If an entry below contains an image, drop the image and retype the rest exactly.
[Start of section]
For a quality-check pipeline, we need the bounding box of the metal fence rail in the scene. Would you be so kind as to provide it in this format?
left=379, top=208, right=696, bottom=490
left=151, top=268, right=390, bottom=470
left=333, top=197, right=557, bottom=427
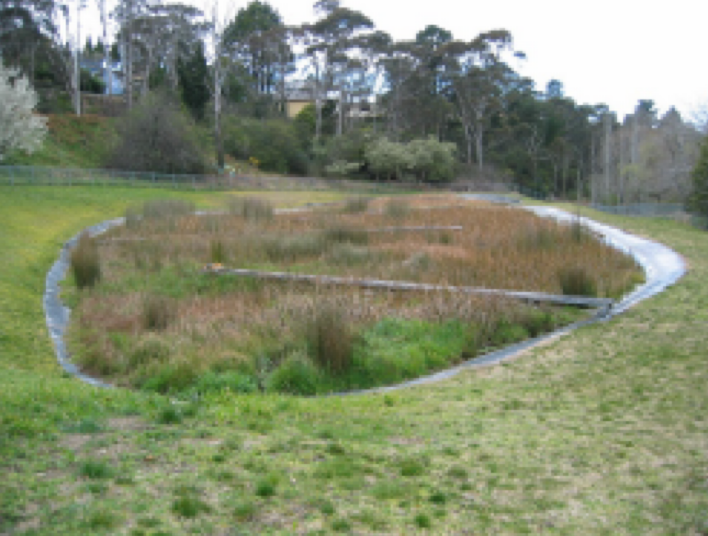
left=591, top=203, right=685, bottom=217
left=0, top=165, right=236, bottom=190
left=0, top=164, right=427, bottom=192
left=591, top=202, right=707, bottom=229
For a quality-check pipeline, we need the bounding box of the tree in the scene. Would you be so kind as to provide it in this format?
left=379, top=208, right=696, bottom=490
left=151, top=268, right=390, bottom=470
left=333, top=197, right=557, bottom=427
left=0, top=57, right=47, bottom=160
left=107, top=90, right=207, bottom=174
left=299, top=2, right=374, bottom=140
left=177, top=40, right=209, bottom=120
left=223, top=1, right=283, bottom=97
left=442, top=31, right=515, bottom=171
left=688, top=135, right=708, bottom=218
[End of section]
RESULT OF THE EXERCISE:
For a quality-check pipeline, we need the bounding box of the metal fence rail in the scene. Would you be so kind as to provide it in this format?
left=379, top=208, right=696, bottom=490
left=151, top=268, right=390, bottom=470
left=333, top=197, right=557, bottom=427
left=591, top=203, right=685, bottom=217
left=0, top=165, right=236, bottom=190
left=0, top=164, right=427, bottom=192
left=591, top=202, right=707, bottom=229
For a quality-check pipeline, we need the bounding box of the tree in the scene. Would you be so kind as to provide it in this format?
left=379, top=208, right=696, bottom=490
left=151, top=268, right=390, bottom=470
left=333, top=197, right=557, bottom=427
left=0, top=57, right=47, bottom=160
left=107, top=90, right=207, bottom=174
left=299, top=2, right=374, bottom=140
left=177, top=40, right=209, bottom=120
left=223, top=1, right=283, bottom=97
left=442, top=31, right=515, bottom=171
left=688, top=135, right=708, bottom=218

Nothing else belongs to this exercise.